-- START --

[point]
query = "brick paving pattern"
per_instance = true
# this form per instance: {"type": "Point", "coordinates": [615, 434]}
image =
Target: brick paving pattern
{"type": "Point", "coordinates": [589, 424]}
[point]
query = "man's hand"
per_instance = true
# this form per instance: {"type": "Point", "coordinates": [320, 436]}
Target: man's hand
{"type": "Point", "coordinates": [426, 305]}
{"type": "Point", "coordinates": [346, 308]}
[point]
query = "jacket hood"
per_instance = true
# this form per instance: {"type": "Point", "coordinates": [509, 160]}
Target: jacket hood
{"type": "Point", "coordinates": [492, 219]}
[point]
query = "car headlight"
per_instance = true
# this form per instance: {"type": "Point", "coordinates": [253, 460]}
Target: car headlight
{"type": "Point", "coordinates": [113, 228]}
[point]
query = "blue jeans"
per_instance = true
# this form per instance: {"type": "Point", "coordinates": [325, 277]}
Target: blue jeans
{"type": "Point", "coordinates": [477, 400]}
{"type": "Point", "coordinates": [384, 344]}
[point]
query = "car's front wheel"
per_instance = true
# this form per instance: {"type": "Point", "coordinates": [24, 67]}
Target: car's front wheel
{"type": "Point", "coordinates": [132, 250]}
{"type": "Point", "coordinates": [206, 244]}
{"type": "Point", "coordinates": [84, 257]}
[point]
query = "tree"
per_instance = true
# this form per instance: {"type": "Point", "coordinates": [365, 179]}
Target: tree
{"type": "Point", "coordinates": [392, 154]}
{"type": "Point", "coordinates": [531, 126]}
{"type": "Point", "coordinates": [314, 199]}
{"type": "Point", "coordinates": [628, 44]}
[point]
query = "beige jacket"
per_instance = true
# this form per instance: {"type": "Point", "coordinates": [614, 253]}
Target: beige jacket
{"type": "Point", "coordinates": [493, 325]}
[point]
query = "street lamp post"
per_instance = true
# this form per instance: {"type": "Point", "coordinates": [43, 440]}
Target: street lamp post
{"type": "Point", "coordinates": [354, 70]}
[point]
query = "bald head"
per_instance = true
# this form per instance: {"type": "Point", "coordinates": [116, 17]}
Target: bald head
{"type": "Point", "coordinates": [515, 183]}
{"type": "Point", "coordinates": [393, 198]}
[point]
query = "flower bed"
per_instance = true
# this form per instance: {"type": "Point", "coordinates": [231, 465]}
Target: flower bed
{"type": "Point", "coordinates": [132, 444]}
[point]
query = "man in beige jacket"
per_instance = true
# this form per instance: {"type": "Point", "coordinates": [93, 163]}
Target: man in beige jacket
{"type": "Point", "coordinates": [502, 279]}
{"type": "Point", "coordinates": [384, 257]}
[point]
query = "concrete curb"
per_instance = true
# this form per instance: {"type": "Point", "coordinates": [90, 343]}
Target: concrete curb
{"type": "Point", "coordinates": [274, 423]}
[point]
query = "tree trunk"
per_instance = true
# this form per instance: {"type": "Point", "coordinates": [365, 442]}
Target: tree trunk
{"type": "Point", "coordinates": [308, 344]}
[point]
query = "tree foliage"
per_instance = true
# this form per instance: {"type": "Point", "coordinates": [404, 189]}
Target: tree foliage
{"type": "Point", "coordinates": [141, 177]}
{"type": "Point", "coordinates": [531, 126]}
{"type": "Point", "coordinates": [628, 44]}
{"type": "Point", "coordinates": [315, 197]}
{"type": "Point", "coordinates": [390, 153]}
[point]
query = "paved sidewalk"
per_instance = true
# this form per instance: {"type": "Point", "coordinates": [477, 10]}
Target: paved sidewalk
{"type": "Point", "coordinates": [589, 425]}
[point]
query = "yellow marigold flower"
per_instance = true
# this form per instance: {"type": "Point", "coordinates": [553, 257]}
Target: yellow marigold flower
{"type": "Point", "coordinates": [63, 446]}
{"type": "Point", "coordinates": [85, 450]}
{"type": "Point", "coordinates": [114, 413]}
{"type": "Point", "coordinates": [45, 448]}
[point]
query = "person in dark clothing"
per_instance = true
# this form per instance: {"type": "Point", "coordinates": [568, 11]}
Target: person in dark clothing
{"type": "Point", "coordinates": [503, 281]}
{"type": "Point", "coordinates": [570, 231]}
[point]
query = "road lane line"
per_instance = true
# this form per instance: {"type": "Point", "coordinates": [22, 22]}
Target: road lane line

-- END --

## PROBLEM STATEMENT
Nothing should be left out: repeat all of the data exactly.

## CORRECT RESPONSE
[point]
query = "brick paving pattern"
per_instance = true
# this form per instance: {"type": "Point", "coordinates": [615, 434]}
image =
Target: brick paving pattern
{"type": "Point", "coordinates": [589, 424]}
[point]
query = "man's hand"
per_instance = true
# this form per instance: {"type": "Point", "coordinates": [320, 436]}
Target: man's hand
{"type": "Point", "coordinates": [426, 305]}
{"type": "Point", "coordinates": [346, 308]}
[point]
query = "jacket hood"
per_instance = true
# this form per instance: {"type": "Point", "coordinates": [509, 160]}
Target: jacket hood
{"type": "Point", "coordinates": [492, 219]}
[point]
query = "car headlight"
per_instance = true
# this form per instance: {"type": "Point", "coordinates": [253, 460]}
Target: car headlight
{"type": "Point", "coordinates": [113, 228]}
[point]
query = "blue jeans"
per_instance = true
# this form per instance: {"type": "Point", "coordinates": [325, 277]}
Target: blue jeans
{"type": "Point", "coordinates": [477, 400]}
{"type": "Point", "coordinates": [384, 344]}
[point]
query = "car's front wheel"
per_instance = true
# this form per instance: {"type": "Point", "coordinates": [24, 67]}
Target: car's front wheel
{"type": "Point", "coordinates": [132, 250]}
{"type": "Point", "coordinates": [206, 244]}
{"type": "Point", "coordinates": [84, 257]}
[point]
query = "tree"
per_instance = true
# this form per instance: {"type": "Point", "coordinates": [365, 179]}
Target: tree
{"type": "Point", "coordinates": [392, 154]}
{"type": "Point", "coordinates": [531, 126]}
{"type": "Point", "coordinates": [314, 199]}
{"type": "Point", "coordinates": [628, 44]}
[point]
query = "beige jacket"
per_instance = true
# this form per instance: {"type": "Point", "coordinates": [614, 253]}
Target: beige jacket
{"type": "Point", "coordinates": [493, 325]}
[point]
query = "street lamp post"
per_instance = true
# this form per instance: {"type": "Point", "coordinates": [43, 440]}
Target: street lamp post
{"type": "Point", "coordinates": [354, 70]}
[point]
query = "bald head"
per_instance = true
# this form per instance: {"type": "Point", "coordinates": [116, 17]}
Target: bald head
{"type": "Point", "coordinates": [515, 183]}
{"type": "Point", "coordinates": [393, 198]}
[point]
query = "flower bed"
per_instance = true
# this form per instance: {"type": "Point", "coordinates": [231, 465]}
Target: flower bed
{"type": "Point", "coordinates": [132, 444]}
[point]
query = "man in beige jacket"
per_instance = true
# this form per instance: {"type": "Point", "coordinates": [93, 163]}
Target: man in beige jacket
{"type": "Point", "coordinates": [502, 279]}
{"type": "Point", "coordinates": [384, 257]}
[point]
query = "concrete curb"
per_instance = true
# this form per instance: {"type": "Point", "coordinates": [90, 343]}
Target: concrete curb
{"type": "Point", "coordinates": [274, 423]}
[point]
query = "tree trunk"
per_instance = true
# this form per instance: {"type": "Point", "coordinates": [365, 442]}
Target: tree trunk
{"type": "Point", "coordinates": [308, 344]}
[point]
query = "tree foliage"
per_instance = true
# this form per instance: {"type": "Point", "coordinates": [404, 189]}
Target: tree foliage
{"type": "Point", "coordinates": [141, 177]}
{"type": "Point", "coordinates": [531, 126]}
{"type": "Point", "coordinates": [628, 44]}
{"type": "Point", "coordinates": [315, 197]}
{"type": "Point", "coordinates": [390, 153]}
[point]
query = "paved sidewalk"
per_instance = true
# this form per instance: {"type": "Point", "coordinates": [477, 10]}
Target: paved sidewalk
{"type": "Point", "coordinates": [589, 425]}
[point]
query = "yellow marigold flower"
per_instance = true
# this form per instance: {"type": "Point", "coordinates": [553, 257]}
Target: yellow marigold flower
{"type": "Point", "coordinates": [63, 446]}
{"type": "Point", "coordinates": [85, 450]}
{"type": "Point", "coordinates": [114, 413]}
{"type": "Point", "coordinates": [45, 448]}
[point]
query = "person in dark clothing"
per_instance = true
# this form per instance: {"type": "Point", "coordinates": [568, 11]}
Target: person in dark clothing
{"type": "Point", "coordinates": [503, 281]}
{"type": "Point", "coordinates": [570, 231]}
[point]
query = "road lane line"
per_instance = true
# this form per instance: {"type": "Point", "coordinates": [22, 22]}
Target: road lane line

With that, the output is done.